Madras High Court
M.Madhu vs L.Mahalingam on 23 April, 2012
Author: G.Rajasuria
Bench: G.Rajasuria
IN THE HIGH COURT OF JUDICATURE AT MADRAS DATED:23.04.2012 Coram: THE HONOURABLE MR.JUSTICE G.RAJASURIA C.R.P.(NPD).Nos.1514 and 1361 of 2012 and M.P.Nos.1 and 1 of 2012 M.Madhu ... Petitioner in both CRPs vs. L.Mahalingam ... Respondent in both CRPs Civil revision petitions filed against the order in (i) I.A.No.164 of 2012 in I.A.No.295 of 2011 in O.S.No.143 of 2010 dated 04.04.2012 and (ii) I.A.No.295 of 2011 in O.S.No.143 of 2010 dated 15.02.2012 on the file of the Subordinate Judge of Nilgiris at Ootacamund. For Petitioner : Mr.G.Kumud Jhabakh For Respondent : Mr.S.K.Rakunathan ORDER
Animadverting upon the order passed by the learned Subordinate Judge, Nilgiris at Ootacamund in (i) I.A.No.164 of 2012 in I.A.No.295 of 2011 in O.S.No.143 of 2010 dated 04.04.2012 and (ii) I.A.No.295 of 2011 in O.S.No.143 of 2010 dated 15.02.2012, these civil revision petitions are focussed.
2. The parties are referred to hereunder according to their litigative status and ranking before the lower Court.
3. The epitome and the long and short of the relevant facts absolutely necessary and germane for the disposal of these two revisions would run thus:
The respondent-father of the revision petitioner filed the suit seeking the following reliefs:
"(a) Directing the defendant to deliver possession of the suit property to the plaintiff, described in the schedule below;
(b) Directing the defendants to pay the damages for use and occupation at the rate of Rs.1,000/- per month from 07.08.2007 to 07.08.2010 of Rs.36,000/- and future damages for use and occupation at the same rate till delivery of possession to the plaintiff; and
(c) For costs." (extracted as such)
4. No written statement was filed till 07.01.2011 by the son, the revision petitioner herein, despite opportunities having been given by the Court to file such written statement on cost of Rs.100/-. The suit summons was received by the revision petitioner on 13.09.2010. Because of the delay in filing the written statement, the Court set the defendant ex parte on 07.01.2011 and the decree was passed on 28.01.2011. Subsequently, I.A.No.295 of 2011 was filed within the limitation period of thirty days to get the exparte judgment and decree set aside. Counter was filed by the respondent herein. After hearing both sides, the lower Court allowed the application subject to the condition that a sum of Rs.81,512/- should be deposited by the revision petitioner herein along with cost of Rs.3,000/- as condition precedent for participating in the proceedings. Thereafter, it appears I.A.No.164 of 2012 was filed for getting the time extended for complying with the said order and that was rejected. Being aggrieved by and dissatisfied with the aforesaid two orders, these two revisions have been filed.
5. The learned counsel for the petitioner would submit that imposition of such onerous condition on the part of the lower Court is against law and before adjudging the cause on merit, the revision petitioner/defendant was compelled to pay the entire suit claim relating to damages for use and occupation including the costs.

What needs to be done: Write out the stretch of the High Court order from "5. The learned" through "including the costs.", word for word.

Records supplied:
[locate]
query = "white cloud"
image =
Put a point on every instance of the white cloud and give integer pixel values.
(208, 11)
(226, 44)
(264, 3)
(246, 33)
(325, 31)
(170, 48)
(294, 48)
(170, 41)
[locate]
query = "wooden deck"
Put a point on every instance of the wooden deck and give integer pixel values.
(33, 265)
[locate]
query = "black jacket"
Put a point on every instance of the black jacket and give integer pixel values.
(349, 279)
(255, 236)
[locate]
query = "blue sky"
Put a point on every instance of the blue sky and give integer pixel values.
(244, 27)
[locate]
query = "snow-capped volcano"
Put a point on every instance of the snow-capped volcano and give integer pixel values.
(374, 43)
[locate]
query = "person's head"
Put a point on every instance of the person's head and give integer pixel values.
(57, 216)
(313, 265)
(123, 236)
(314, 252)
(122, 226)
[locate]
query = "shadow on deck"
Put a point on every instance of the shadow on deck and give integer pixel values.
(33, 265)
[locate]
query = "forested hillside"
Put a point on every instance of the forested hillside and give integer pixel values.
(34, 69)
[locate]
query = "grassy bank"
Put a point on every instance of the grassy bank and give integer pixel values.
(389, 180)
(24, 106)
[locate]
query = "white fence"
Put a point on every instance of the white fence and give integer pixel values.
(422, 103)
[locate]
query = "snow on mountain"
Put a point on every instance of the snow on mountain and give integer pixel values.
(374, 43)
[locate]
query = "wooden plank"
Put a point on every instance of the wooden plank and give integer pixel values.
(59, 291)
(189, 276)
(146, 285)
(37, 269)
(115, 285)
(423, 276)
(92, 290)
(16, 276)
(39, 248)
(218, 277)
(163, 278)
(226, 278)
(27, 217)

--

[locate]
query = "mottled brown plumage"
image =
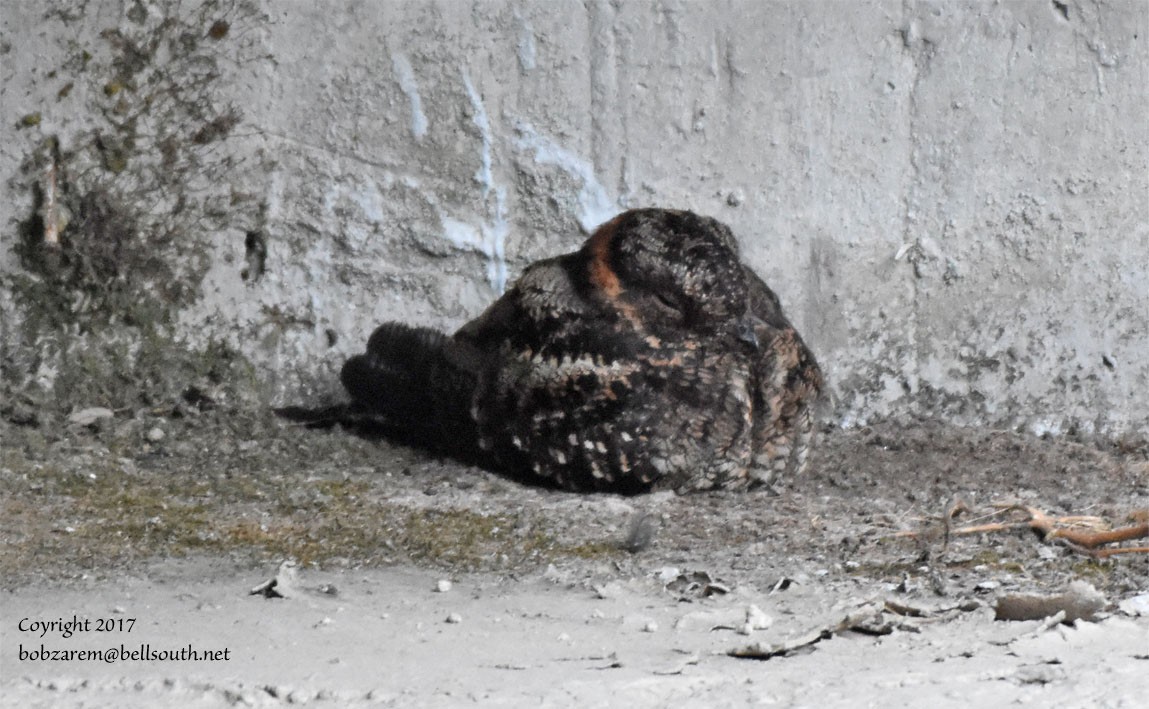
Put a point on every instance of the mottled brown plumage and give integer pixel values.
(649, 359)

Written response:
5. The learned counsel for the petitioner would submit that imposition of such onerous condition on the part of the lower Court is against law and before adjudging the cause on merit, the revision petitioner/defendant was compelled to pay the entire suit claim relating to damages for use and occupation including the costs.